__Input for this task__.
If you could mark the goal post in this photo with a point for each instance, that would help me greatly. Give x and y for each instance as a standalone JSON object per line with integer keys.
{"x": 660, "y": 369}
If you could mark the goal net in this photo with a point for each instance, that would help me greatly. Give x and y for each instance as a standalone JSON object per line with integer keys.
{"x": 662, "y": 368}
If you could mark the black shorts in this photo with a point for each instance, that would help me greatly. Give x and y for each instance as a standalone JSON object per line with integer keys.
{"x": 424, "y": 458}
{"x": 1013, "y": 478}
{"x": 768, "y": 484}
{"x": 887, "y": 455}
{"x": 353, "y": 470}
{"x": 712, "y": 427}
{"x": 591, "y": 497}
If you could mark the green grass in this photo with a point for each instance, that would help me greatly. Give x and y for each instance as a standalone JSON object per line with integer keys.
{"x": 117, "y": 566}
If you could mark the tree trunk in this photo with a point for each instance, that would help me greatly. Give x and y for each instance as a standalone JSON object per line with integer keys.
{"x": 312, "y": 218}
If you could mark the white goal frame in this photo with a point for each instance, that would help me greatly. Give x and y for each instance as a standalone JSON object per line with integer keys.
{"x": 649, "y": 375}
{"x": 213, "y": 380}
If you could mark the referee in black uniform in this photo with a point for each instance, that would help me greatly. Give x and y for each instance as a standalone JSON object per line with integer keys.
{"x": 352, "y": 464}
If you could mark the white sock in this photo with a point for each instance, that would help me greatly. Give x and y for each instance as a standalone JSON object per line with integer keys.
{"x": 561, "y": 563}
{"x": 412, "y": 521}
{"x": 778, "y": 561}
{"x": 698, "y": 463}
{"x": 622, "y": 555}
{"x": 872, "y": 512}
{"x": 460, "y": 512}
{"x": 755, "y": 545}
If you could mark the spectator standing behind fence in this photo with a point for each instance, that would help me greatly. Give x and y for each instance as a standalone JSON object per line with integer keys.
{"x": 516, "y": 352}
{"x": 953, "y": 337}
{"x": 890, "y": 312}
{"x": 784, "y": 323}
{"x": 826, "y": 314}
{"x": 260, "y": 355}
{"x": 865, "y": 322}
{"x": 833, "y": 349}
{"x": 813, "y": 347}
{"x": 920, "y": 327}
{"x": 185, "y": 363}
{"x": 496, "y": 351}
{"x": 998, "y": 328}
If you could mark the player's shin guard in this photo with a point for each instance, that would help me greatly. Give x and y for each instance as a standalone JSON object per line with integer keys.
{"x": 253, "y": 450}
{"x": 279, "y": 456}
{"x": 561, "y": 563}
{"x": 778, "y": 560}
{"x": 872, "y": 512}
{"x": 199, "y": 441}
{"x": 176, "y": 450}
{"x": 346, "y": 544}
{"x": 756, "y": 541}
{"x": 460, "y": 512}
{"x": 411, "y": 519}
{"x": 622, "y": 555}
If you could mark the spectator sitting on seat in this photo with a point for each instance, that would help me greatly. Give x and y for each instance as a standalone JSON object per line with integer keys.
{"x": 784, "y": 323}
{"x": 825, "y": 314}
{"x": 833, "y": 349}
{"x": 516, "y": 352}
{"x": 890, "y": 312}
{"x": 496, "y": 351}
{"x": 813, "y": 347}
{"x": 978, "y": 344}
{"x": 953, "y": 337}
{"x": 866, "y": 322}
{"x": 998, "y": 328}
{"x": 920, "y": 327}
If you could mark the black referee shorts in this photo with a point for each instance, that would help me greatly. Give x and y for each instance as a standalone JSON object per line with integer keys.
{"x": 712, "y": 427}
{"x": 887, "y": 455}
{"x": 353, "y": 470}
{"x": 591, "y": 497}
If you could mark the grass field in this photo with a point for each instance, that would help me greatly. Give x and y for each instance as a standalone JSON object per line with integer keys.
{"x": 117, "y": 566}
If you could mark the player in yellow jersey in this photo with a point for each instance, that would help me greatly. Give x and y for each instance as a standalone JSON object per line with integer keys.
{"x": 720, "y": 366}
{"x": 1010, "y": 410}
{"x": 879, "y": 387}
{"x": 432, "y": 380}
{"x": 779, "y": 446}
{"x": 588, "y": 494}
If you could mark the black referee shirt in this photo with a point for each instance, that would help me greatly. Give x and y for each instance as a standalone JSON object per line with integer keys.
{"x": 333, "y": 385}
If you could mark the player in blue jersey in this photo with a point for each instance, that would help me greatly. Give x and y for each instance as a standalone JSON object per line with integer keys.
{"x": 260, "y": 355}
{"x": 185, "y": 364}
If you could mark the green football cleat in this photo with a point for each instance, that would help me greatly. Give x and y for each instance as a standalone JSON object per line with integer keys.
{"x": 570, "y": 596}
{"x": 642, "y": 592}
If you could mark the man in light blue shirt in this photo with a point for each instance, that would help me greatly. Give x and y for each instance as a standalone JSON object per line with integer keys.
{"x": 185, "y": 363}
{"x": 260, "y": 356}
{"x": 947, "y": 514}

__Exercise details__.
Could you rewrite all the rows above, changing every "standalone JSON object" to "separate JSON object" and leaving everything else as it is?

__Result of the exercise__.
If you could mark the goal post in this photo with a point for each instance, that would help me greatly. Give x and y for each instance as a separate JSON object per line with integer keys.
{"x": 660, "y": 369}
If you could mark the goal net in this photo with a point for each instance, that would help me greatly. Give x and y for each instance as a separate JSON object per line with integer keys.
{"x": 662, "y": 368}
If you could mark the black shorts in this photo with a point for each instance, that would help me greatly. Give x and y for each instance as a separate JSON object per line with integer keys.
{"x": 424, "y": 458}
{"x": 1013, "y": 478}
{"x": 768, "y": 484}
{"x": 887, "y": 455}
{"x": 353, "y": 470}
{"x": 712, "y": 427}
{"x": 591, "y": 497}
If you could mark the green grass in this photo with a point for each instance, that would help me greatly. Give x and y for each instance as a separate JSON object per line with integer keys.
{"x": 117, "y": 566}
If you could mark the tree trunk in this photo with a point for each instance, that would help me greatly. Give x and y for each instance as a separate JSON object per line with integer keys.
{"x": 312, "y": 218}
If you could mark the white goal frame in this photo with a point for each instance, that would help me greatly. Give x and y for each instance as a separate JSON object per line with integer keys.
{"x": 649, "y": 375}
{"x": 213, "y": 380}
If you could mark the referee in black uniform in this photo with a point for each instance, that would help me greatly. Give x and y for each instance as a separate JSON object per line with integer keys.
{"x": 352, "y": 464}
If you could mark the white sock in this photo with a point for each instance, that would help me greatly. Give x and y for each instance as a separate JSON object per line with integer keys.
{"x": 561, "y": 563}
{"x": 412, "y": 521}
{"x": 778, "y": 561}
{"x": 698, "y": 463}
{"x": 622, "y": 555}
{"x": 872, "y": 512}
{"x": 460, "y": 512}
{"x": 755, "y": 545}
If you could mark the spectator standing behind fence in this photo with a point for each instance, that would help me greatly. Give x and y for each instance as a separate JSON object per line with integer keys.
{"x": 516, "y": 352}
{"x": 953, "y": 337}
{"x": 890, "y": 312}
{"x": 784, "y": 323}
{"x": 826, "y": 314}
{"x": 260, "y": 355}
{"x": 865, "y": 322}
{"x": 833, "y": 349}
{"x": 813, "y": 347}
{"x": 920, "y": 327}
{"x": 185, "y": 363}
{"x": 496, "y": 351}
{"x": 998, "y": 328}
If you could mark the player's shin guard in this photo with a point for each instance, that would help me greatly. Give x and y for each instance as a separate JSON object per line with integer keys.
{"x": 253, "y": 450}
{"x": 279, "y": 456}
{"x": 561, "y": 563}
{"x": 778, "y": 560}
{"x": 872, "y": 512}
{"x": 199, "y": 441}
{"x": 176, "y": 450}
{"x": 346, "y": 544}
{"x": 756, "y": 541}
{"x": 460, "y": 512}
{"x": 411, "y": 519}
{"x": 622, "y": 555}
If you could mark the spectator sitting on seat in this photo with a point for each instance, that would help me greatly. Give x and y for each instance as a separate JSON object per line with integer keys.
{"x": 784, "y": 323}
{"x": 825, "y": 314}
{"x": 833, "y": 349}
{"x": 516, "y": 352}
{"x": 890, "y": 312}
{"x": 496, "y": 351}
{"x": 813, "y": 347}
{"x": 978, "y": 344}
{"x": 953, "y": 337}
{"x": 866, "y": 322}
{"x": 998, "y": 328}
{"x": 920, "y": 327}
If you could mark the black referee shorts in this photo with a point for each instance, that would help me greatly. Give x and y for each instance as a separate JSON object per line with integer keys.
{"x": 712, "y": 427}
{"x": 887, "y": 455}
{"x": 353, "y": 470}
{"x": 591, "y": 497}
If you could mark the grass field in this photo with a point for each instance, that would help me greatly. Give x and y for each instance as a separate JSON object per line with integer keys.
{"x": 117, "y": 566}
If you could mark the player in yellow jersey in this photo with a point for each instance, that would help me greatly. Give x and y for each instance as a separate JSON object per line with integer keys.
{"x": 720, "y": 366}
{"x": 1010, "y": 410}
{"x": 879, "y": 387}
{"x": 432, "y": 380}
{"x": 779, "y": 446}
{"x": 588, "y": 494}
If you could mark the black referee shirt in this photo with a point for each instance, that would help me greatly. Give x and y for each instance as a separate JSON object per line with integer keys.
{"x": 333, "y": 385}
If you could mark the player in blue jersey in this photo with a point for each instance, that would help me greatly. Give x and y for each instance as a separate JSON object per line with integer keys.
{"x": 260, "y": 355}
{"x": 185, "y": 364}
If you could mark the green football cleat in this photo with a point for each instance, that would help me greatly. Give x and y for each instance as a separate JSON object per line with integer keys.
{"x": 570, "y": 596}
{"x": 642, "y": 592}
If you could mark the man in light blue shirt in this photo with a point for each instance, that would help me greatly. Give x and y for each instance as a separate JSON object per line with integer keys.
{"x": 185, "y": 363}
{"x": 260, "y": 356}
{"x": 947, "y": 514}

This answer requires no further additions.